_Goal of the exercise_
Transcribe the records exactly from the line with "Field-scouting task: mark every instance of the wheel" to the end, both included.

_Data shown_
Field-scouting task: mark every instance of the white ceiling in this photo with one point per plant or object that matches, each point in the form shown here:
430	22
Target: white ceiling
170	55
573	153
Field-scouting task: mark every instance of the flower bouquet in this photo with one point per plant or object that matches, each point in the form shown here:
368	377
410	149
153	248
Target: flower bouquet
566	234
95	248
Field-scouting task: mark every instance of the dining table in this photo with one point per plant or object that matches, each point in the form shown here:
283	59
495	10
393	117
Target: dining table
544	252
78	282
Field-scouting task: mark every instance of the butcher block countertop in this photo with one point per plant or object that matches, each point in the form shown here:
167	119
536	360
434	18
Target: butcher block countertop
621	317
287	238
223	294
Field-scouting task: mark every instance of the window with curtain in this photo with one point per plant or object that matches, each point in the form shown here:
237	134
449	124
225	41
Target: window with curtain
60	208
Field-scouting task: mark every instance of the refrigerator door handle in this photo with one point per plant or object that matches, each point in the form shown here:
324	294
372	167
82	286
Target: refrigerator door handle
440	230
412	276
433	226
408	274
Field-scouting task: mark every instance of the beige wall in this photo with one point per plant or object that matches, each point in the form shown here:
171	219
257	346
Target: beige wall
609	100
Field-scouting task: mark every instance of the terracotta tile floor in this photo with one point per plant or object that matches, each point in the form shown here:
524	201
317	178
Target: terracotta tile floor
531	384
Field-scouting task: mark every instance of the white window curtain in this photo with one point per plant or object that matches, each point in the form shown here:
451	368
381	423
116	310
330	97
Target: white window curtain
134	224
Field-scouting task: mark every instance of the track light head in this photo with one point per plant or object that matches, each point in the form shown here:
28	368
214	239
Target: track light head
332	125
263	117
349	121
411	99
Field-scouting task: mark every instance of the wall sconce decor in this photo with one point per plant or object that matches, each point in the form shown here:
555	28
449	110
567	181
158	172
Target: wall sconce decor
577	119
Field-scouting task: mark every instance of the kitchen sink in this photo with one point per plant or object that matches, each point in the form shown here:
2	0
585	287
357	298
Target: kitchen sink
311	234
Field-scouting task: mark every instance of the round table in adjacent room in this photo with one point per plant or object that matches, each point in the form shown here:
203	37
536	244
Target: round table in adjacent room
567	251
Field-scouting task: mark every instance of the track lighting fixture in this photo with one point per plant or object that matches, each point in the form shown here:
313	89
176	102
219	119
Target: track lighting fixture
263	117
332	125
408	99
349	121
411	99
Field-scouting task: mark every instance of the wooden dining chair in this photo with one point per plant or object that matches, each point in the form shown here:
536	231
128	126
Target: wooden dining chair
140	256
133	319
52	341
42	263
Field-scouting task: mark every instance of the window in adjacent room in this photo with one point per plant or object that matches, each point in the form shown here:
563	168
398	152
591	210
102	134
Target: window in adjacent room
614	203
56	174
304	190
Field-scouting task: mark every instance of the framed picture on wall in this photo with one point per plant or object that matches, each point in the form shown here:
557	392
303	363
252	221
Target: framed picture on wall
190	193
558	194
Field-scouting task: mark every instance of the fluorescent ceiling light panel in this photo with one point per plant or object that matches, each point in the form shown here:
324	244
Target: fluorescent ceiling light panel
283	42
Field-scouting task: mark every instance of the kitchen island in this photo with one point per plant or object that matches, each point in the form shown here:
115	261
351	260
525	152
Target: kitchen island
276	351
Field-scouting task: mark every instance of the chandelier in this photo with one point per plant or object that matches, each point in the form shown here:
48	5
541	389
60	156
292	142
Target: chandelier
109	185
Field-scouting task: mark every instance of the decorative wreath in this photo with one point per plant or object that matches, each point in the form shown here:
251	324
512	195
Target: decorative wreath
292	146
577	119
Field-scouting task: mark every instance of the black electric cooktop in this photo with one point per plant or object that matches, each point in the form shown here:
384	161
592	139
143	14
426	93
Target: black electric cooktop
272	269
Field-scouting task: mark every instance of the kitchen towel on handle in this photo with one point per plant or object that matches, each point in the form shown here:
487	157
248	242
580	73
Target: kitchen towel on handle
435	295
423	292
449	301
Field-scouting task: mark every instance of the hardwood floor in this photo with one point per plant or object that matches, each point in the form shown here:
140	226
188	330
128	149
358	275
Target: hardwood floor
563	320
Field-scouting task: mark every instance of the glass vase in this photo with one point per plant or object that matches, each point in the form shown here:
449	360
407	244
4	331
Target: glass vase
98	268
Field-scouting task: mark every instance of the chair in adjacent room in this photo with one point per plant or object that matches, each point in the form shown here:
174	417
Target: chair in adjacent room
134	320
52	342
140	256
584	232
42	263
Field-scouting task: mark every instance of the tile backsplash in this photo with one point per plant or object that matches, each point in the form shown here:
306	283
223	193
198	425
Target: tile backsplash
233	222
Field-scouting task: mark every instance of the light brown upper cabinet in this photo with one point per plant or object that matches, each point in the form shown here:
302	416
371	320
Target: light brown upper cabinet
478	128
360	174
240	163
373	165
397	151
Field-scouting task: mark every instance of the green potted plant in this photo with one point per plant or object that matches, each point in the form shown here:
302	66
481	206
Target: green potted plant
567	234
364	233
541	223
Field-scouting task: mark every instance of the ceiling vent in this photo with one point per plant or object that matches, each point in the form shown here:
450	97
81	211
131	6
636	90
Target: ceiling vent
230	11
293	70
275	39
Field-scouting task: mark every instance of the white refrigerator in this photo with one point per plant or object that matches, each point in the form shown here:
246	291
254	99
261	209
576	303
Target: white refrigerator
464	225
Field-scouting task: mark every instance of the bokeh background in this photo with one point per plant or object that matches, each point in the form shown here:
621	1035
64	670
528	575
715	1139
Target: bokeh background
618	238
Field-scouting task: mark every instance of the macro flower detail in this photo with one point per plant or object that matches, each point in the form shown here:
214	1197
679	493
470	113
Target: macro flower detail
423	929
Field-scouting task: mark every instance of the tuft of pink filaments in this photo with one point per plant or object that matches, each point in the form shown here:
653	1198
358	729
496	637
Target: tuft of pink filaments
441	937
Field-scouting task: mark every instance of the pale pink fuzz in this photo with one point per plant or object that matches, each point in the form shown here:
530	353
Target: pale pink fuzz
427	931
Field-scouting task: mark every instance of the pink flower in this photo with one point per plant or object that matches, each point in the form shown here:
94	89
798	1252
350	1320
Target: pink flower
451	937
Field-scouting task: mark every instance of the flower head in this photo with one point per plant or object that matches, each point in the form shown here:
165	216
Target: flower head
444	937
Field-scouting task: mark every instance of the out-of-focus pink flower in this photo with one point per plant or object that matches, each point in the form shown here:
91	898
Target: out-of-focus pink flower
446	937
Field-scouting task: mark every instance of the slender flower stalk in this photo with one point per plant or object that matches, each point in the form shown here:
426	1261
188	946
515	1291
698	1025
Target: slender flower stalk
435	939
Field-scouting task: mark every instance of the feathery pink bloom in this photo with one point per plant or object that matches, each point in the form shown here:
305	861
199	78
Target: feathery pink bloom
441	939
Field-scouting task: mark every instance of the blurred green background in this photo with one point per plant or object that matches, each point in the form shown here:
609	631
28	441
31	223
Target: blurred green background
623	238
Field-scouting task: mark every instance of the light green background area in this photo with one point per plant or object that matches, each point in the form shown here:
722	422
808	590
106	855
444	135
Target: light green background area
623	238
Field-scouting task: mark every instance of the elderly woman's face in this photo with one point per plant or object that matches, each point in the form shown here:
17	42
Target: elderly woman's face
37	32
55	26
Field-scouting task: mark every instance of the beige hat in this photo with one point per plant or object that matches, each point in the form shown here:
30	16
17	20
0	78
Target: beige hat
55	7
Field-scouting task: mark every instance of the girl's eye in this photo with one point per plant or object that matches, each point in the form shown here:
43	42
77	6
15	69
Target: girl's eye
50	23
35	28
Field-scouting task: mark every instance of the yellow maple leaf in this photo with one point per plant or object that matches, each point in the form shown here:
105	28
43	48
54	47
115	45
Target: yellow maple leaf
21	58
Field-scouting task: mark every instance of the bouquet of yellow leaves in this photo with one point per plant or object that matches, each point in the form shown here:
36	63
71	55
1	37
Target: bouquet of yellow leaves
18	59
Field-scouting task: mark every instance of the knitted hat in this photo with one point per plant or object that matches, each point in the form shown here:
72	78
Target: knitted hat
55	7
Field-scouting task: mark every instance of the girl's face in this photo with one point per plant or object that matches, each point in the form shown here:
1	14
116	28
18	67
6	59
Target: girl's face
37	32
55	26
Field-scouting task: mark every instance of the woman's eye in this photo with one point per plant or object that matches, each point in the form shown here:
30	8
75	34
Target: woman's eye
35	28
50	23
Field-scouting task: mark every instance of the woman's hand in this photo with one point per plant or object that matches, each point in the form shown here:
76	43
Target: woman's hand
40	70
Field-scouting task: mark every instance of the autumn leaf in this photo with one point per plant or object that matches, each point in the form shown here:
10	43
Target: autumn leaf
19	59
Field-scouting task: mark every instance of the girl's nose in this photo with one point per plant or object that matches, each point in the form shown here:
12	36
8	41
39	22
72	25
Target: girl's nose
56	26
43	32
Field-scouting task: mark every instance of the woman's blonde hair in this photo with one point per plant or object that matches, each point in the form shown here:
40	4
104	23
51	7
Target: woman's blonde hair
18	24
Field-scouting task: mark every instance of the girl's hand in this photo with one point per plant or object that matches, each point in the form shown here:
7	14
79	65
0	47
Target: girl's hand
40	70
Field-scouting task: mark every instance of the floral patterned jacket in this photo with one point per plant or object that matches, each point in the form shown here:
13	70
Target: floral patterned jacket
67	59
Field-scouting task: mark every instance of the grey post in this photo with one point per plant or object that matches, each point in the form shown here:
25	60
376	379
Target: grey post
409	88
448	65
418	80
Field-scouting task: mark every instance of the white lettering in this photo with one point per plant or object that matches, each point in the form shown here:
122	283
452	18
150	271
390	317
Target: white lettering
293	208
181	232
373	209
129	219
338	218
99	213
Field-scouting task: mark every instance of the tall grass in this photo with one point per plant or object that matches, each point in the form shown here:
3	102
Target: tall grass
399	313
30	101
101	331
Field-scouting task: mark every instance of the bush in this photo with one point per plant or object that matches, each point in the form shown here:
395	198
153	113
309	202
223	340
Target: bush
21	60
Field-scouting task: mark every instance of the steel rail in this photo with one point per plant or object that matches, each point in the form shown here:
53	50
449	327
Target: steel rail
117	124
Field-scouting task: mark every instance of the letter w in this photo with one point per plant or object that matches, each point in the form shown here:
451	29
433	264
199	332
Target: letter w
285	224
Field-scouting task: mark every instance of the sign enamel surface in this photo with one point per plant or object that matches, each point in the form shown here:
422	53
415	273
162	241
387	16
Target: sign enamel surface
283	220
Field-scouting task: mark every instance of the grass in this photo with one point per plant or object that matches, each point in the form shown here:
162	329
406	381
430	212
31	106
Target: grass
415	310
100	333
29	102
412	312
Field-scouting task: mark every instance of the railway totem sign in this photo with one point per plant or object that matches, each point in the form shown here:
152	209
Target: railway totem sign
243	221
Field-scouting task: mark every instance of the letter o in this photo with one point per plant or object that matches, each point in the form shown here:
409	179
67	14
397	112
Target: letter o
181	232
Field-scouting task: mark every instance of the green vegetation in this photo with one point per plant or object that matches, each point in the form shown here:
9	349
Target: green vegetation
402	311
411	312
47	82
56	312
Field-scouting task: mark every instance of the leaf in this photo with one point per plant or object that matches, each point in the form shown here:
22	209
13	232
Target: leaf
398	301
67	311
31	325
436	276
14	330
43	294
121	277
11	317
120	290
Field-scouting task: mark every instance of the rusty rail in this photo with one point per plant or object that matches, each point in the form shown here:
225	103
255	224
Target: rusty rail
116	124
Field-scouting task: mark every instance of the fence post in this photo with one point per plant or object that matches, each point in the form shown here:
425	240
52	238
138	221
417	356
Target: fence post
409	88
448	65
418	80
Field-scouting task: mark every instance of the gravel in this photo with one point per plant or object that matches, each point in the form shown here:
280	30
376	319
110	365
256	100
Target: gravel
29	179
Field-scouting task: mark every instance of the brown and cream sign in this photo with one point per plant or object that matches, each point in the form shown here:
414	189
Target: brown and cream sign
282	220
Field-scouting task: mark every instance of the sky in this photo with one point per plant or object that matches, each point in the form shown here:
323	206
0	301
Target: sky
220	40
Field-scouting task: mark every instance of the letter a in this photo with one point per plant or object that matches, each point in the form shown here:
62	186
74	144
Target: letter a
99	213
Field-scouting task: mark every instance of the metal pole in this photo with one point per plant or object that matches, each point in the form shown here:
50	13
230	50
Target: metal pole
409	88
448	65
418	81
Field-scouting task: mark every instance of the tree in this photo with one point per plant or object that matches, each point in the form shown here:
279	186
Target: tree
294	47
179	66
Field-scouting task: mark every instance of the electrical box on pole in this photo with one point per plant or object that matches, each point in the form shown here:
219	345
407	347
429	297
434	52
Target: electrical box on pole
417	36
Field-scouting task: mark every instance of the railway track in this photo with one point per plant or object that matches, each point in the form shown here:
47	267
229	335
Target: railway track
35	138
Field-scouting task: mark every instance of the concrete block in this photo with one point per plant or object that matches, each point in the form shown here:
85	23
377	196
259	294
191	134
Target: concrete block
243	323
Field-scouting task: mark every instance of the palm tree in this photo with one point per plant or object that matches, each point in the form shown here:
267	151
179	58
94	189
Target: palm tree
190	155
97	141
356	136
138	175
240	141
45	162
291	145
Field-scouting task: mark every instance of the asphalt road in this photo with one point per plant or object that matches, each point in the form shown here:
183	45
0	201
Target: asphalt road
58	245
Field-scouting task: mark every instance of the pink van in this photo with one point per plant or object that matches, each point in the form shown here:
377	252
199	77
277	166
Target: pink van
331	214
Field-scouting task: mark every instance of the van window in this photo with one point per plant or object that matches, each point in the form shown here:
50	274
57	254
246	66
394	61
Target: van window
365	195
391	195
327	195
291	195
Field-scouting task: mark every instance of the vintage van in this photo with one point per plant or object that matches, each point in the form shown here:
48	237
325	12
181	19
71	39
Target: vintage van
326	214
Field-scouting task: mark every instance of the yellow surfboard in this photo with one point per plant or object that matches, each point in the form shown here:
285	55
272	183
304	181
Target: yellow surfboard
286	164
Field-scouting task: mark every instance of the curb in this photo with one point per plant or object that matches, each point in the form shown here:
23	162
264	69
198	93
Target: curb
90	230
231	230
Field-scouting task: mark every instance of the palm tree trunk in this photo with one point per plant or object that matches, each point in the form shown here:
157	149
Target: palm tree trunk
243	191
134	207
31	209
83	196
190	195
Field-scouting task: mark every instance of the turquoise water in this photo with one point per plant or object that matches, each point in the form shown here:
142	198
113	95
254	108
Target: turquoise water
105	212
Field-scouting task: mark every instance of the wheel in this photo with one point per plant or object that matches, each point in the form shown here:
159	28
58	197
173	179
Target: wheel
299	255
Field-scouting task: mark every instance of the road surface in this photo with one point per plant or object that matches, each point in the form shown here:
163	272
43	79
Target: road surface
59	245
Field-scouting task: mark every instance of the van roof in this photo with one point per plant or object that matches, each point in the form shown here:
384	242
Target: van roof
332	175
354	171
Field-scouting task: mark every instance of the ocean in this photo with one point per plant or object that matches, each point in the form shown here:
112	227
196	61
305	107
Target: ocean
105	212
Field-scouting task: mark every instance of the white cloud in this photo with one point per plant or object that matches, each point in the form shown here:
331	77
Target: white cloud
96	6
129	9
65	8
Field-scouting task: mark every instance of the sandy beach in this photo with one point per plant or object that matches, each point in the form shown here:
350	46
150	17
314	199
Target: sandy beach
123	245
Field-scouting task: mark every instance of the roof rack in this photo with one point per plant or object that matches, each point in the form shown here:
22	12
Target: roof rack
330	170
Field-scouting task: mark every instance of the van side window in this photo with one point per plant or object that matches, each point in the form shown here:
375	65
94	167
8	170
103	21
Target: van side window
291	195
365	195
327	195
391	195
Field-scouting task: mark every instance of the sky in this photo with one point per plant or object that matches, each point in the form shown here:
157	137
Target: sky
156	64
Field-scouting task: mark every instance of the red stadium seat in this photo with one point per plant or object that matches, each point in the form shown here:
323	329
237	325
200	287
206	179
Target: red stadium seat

_Solution for this task_
Field-scouting task: mark every instance of the wheel in this photo with one point per plant or object that matches, each point in the form shown here:
159	28
58	197
173	179
Target: wheel
299	255
Field-scouting task: mark every instance of the road surface in this photo with one point per plant or object that matches, each point in the form shown here:
163	272
43	79
Target: road surface
59	245
Field-scouting task: mark every instance of the van roof in this photo with one point per plant or object that matches, each point in the form shown here:
384	242
Target: van roof
332	175
354	171
Field-scouting task: mark every instance of the ocean in this photo with one point per plant or object that matches, each point in the form shown here:
112	227
196	61
305	107
Target: ocean
105	212
Field-scouting task: mark every instance of the white cloud in this photo with one point per plant or object that matches, each point in the form shown here:
331	77
Target: white cloud
96	6
129	9
65	8
Field-scouting task: mark every instance of the sandy beach in this photo with one point per plant or object that matches, each point in the form shown here:
350	46
150	17
314	199
Target: sandy beach
123	245
Field-scouting task: mark every instance of the roof rack in this photo with one point per plant or object that matches, each point in the form shown here:
22	12
Target: roof rack
330	170
Field-scouting task: mark every instance of the van side window in this photo with one point per plant or object that matches, each point in the form shown here:
375	65
94	167
8	170
103	21
Target: van side window
291	195
365	195
327	195
391	195
Field-scouting task: mark every instance of the sky in this photo with one point per plant or object that matches, each point in the form shown here:
157	137
Target: sky
156	64
Field-scouting task: mark every instance of the red stadium seat in this photo with one point per plant or object that matches, each point in the form shown here:
323	329
237	325
200	287
206	179
Target: red stadium seat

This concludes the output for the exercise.